▸ **Task to complete**:
Restate every record exactly, with nothing skipped.
:: Material shown
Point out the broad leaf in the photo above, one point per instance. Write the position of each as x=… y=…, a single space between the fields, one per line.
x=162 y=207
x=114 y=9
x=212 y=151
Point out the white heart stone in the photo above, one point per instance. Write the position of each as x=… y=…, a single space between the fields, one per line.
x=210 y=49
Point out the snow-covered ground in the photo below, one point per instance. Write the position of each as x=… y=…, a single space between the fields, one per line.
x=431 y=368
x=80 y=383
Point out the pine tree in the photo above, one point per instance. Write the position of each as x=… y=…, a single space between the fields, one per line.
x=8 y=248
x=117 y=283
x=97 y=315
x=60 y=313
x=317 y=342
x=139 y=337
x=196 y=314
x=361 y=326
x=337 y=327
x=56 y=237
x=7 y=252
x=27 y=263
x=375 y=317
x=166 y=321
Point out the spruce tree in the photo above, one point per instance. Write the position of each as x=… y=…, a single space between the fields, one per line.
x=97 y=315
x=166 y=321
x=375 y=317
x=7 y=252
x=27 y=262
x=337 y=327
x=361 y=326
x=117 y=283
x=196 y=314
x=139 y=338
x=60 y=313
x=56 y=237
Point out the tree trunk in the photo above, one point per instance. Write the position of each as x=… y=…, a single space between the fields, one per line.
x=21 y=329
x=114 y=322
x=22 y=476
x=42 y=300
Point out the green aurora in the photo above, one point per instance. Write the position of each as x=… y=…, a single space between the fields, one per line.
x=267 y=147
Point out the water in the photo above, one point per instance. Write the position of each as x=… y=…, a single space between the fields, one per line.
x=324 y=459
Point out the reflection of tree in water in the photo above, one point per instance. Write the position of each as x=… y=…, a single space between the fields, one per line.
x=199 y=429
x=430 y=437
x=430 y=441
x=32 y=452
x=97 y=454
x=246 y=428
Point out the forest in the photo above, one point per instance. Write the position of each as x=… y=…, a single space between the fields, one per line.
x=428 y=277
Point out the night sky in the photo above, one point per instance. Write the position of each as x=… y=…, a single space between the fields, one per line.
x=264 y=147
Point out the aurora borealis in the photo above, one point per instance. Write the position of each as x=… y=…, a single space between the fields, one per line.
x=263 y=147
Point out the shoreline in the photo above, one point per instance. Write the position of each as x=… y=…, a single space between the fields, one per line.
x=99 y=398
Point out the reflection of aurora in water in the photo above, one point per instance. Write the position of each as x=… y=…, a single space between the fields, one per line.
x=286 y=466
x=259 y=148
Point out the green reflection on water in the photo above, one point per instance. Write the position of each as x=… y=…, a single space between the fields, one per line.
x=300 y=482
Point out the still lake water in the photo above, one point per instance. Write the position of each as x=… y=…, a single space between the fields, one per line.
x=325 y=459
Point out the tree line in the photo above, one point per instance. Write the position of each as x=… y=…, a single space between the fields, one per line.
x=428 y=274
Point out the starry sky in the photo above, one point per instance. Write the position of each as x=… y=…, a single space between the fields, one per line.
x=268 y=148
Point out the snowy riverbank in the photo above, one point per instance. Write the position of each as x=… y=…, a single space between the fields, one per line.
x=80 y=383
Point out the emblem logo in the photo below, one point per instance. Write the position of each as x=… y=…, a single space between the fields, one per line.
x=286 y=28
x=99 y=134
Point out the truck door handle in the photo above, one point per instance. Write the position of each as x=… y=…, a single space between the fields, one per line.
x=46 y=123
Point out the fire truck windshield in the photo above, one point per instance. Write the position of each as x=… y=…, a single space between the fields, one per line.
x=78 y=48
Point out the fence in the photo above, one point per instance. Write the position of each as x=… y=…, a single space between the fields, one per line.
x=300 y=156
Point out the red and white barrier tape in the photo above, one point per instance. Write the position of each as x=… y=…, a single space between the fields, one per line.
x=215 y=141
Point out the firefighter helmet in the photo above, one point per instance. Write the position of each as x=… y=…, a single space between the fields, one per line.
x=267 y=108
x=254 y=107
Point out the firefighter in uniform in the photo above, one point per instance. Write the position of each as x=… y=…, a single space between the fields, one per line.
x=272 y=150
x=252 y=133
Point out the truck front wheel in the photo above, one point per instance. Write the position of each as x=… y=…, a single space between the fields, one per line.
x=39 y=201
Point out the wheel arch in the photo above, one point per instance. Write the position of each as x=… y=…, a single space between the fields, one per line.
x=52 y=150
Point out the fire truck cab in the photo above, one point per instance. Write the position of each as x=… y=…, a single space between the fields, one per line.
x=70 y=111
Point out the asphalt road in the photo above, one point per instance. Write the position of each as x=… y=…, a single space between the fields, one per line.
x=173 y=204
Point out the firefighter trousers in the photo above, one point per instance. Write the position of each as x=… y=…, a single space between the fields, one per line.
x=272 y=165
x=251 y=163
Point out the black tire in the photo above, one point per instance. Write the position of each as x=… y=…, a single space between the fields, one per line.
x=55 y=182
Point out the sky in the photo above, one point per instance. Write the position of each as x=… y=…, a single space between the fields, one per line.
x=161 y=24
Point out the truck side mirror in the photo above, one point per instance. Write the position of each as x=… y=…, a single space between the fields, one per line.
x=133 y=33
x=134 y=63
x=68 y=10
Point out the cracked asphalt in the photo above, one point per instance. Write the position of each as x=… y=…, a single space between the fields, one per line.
::::
▸ **Response for this exercise**:
Point out the broad leaf in the photo above, one point per instance. Write the position of each as x=… y=…, a single space between the fields, one per line.
x=162 y=207
x=114 y=9
x=212 y=151
Point out the white heart stone in the photo above, one point per instance. Write the position of each as x=… y=…, a single space between the fields, one per line.
x=210 y=49
Point out the snow-covered ground in the photo below, one point per instance. Write the position of each as x=… y=…, a single space between the fields, one per line.
x=431 y=368
x=80 y=383
Point out the pine tree in the photo above, one point per instance. Write the position of each as x=… y=…, a single space between the fields, one per line.
x=8 y=248
x=117 y=283
x=97 y=315
x=60 y=313
x=317 y=342
x=139 y=337
x=196 y=314
x=361 y=326
x=337 y=327
x=56 y=237
x=7 y=252
x=27 y=263
x=375 y=317
x=166 y=321
Point out the spruce tree in the photo above, one point per instance. Write the position of each as x=… y=…, a single space between the fields, one per line.
x=97 y=315
x=166 y=321
x=375 y=317
x=7 y=252
x=27 y=262
x=337 y=327
x=361 y=326
x=117 y=283
x=196 y=314
x=139 y=338
x=60 y=313
x=56 y=237
Point out the tree trunk in the photo above, one point per instance. Write the position of each as x=… y=…, a single space between the fields, one per line.
x=21 y=329
x=114 y=322
x=22 y=476
x=42 y=300
Point out the green aurora in the photo above, one point per instance. Write the position of each as x=… y=…, a single space between the fields, one per line.
x=267 y=147
Point out the water in the photo above, one point per instance. Write the position of each as x=… y=…, a single space between the fields, one per line.
x=324 y=459
Point out the reflection of tree in water in the photo above, one point per instance. Write the position of each as x=… y=…, a single space between the fields, one per line.
x=199 y=429
x=430 y=437
x=430 y=441
x=32 y=452
x=97 y=454
x=246 y=428
Point out the forest in the photo above, one point per instance. Write the position of each as x=… y=…, a single space between the fields, one per line.
x=428 y=277
Point out the night sky in the photo above, one point per instance. Write the position of each as x=… y=…, a single space between the fields, one per line.
x=264 y=147
Point out the aurora borealis in the photo above, one point per instance. Write the position of each as x=… y=…, a single space between the fields, one per line.
x=263 y=147
Point out the shoreline in the photo above, one point per instance. Write the position of each as x=… y=…, a single space between the fields, one per line.
x=99 y=398
Point out the reflection of aurora in water in the photo above, one point per instance. Write the position of each as x=… y=…, a single space between the fields, one per line.
x=286 y=466
x=259 y=148
Point out the green reflection on water in the photo above, one point per instance. Write the position of each as x=… y=…, a single space between the fields, one per line.
x=300 y=482
Point out the still lake water in the photo above, one point per instance. Write the position of each as x=… y=…, a single space between the fields, one per line.
x=325 y=459
Point out the tree line in the photo above, one point per instance. Write the position of each as x=… y=…, a single space between the fields, one per line.
x=428 y=274
Point out the starry sky in the photo above, one point per instance. Write the position of each as x=… y=…, a single space between the fields, one per line.
x=268 y=148
Point out the snowy riverbank in the photo above, one point per instance. Write the position of each as x=… y=…, a single space between the fields, one per line.
x=80 y=383
Point out the emblem logo in the photo below, one point per instance. Write the position of each as x=… y=…, a single space between the fields, one per line.
x=286 y=28
x=99 y=134
Point out the truck door handle in the photo above, one point per instance. Write the position of each as x=… y=…, a single space between the fields, one per line.
x=46 y=123
Point out the fire truck windshield in the photo above, one point per instance. Write the position of each as x=… y=…, a single space between the fields, one per line.
x=78 y=48
Point out the fence in the photo above, one point per instance. Write the position of each as x=… y=…, a single space between the fields, one per line.
x=300 y=156
Point out the red and white barrier tape in the photo above, one point per instance. Write the position of each as x=… y=…, a single space between the fields, one per line.
x=215 y=141
Point out the firefighter helmet in the photo above, one point per instance. Write the position of each as x=… y=…, a single space between the fields, one per line.
x=267 y=108
x=254 y=107
Point out the firefighter in uniform in the photo above, one point per instance. Write the position of each as x=… y=…, a single space between the fields, one per line.
x=272 y=150
x=252 y=133
Point out the truck front wheel in the photo above, one point per instance. Write the position of each as x=… y=…, a single space between the fields, one per line.
x=39 y=201
Point out the wheel arch in the photo above, one point per instance. Write the position of each as x=… y=…, a single space between the fields, one per line.
x=52 y=150
Point out the fire truck cab in the photo above, one point per instance. Write the position of each as x=… y=…, a single space between the fields, one per line.
x=70 y=111
Point out the asphalt road in the photo above, one point per instance. Write the position of each as x=… y=…, a single space between the fields, one per line.
x=173 y=204
Point out the firefighter trousers in the photo above, one point per instance. Write the position of each as x=… y=…, a single space between the fields, one per line.
x=272 y=165
x=251 y=163
Point out the black tire in the photo above, one point per instance. Write the position of each as x=… y=…, a single space between the fields, one per line.
x=55 y=182
Point out the sky in the photo above, one point per instance. Write the position of each as x=… y=…, a single space between the fields, one per line.
x=161 y=24
Point out the truck side mirror in the photo above, one point per instance. Write the position of each as x=… y=…, a single space between the fields, one per line.
x=133 y=33
x=134 y=63
x=68 y=10
Point out the cracked asphalt in the photo above, one point per instance. Write the position of each as x=… y=…, a single space between the fields, one per line.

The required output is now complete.